» PROBLEM
Determine how many lines of the material below include "table", and reply with that number alone.

══════════

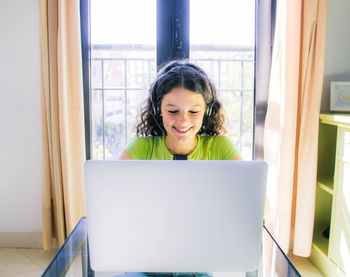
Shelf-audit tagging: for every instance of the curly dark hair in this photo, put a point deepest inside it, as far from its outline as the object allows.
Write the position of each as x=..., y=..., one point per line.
x=180, y=74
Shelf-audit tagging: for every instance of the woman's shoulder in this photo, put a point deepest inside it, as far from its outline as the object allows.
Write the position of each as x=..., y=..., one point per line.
x=219, y=147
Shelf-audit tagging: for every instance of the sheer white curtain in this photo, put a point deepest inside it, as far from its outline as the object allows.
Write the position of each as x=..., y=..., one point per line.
x=291, y=125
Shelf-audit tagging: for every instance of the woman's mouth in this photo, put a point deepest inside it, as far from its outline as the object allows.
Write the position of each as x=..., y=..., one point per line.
x=182, y=130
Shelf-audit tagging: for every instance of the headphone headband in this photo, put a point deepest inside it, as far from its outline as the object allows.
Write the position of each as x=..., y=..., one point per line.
x=156, y=108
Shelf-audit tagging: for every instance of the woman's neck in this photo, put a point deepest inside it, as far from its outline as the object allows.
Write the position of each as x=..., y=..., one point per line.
x=181, y=148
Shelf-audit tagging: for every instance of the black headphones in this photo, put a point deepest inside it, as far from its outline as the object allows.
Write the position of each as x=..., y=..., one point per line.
x=156, y=108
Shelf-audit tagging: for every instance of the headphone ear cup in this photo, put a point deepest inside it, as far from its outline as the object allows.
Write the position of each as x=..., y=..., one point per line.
x=208, y=110
x=153, y=99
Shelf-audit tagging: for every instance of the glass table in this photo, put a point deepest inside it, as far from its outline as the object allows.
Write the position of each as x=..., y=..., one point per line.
x=72, y=259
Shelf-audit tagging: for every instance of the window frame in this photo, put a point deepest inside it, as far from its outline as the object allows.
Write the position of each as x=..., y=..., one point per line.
x=173, y=42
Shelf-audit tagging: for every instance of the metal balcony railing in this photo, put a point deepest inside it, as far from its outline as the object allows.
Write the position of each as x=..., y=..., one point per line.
x=120, y=79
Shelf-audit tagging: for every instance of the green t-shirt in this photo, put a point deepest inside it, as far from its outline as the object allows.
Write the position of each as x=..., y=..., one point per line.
x=208, y=148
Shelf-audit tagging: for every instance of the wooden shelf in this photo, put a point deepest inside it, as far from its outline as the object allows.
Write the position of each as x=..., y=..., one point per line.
x=326, y=183
x=321, y=242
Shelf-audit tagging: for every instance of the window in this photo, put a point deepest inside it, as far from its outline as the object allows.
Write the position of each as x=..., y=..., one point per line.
x=129, y=39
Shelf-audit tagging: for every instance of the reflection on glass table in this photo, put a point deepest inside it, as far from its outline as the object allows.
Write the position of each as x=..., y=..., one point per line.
x=72, y=259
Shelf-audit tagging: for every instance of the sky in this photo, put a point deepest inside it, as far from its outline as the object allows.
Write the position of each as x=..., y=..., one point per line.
x=217, y=22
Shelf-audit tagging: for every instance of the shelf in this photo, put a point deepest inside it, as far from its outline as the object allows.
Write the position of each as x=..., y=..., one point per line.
x=321, y=242
x=336, y=119
x=326, y=183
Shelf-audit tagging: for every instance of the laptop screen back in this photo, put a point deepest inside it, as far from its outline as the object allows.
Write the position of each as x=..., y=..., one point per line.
x=175, y=216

══════════

» EXERCISE RESPONSE
2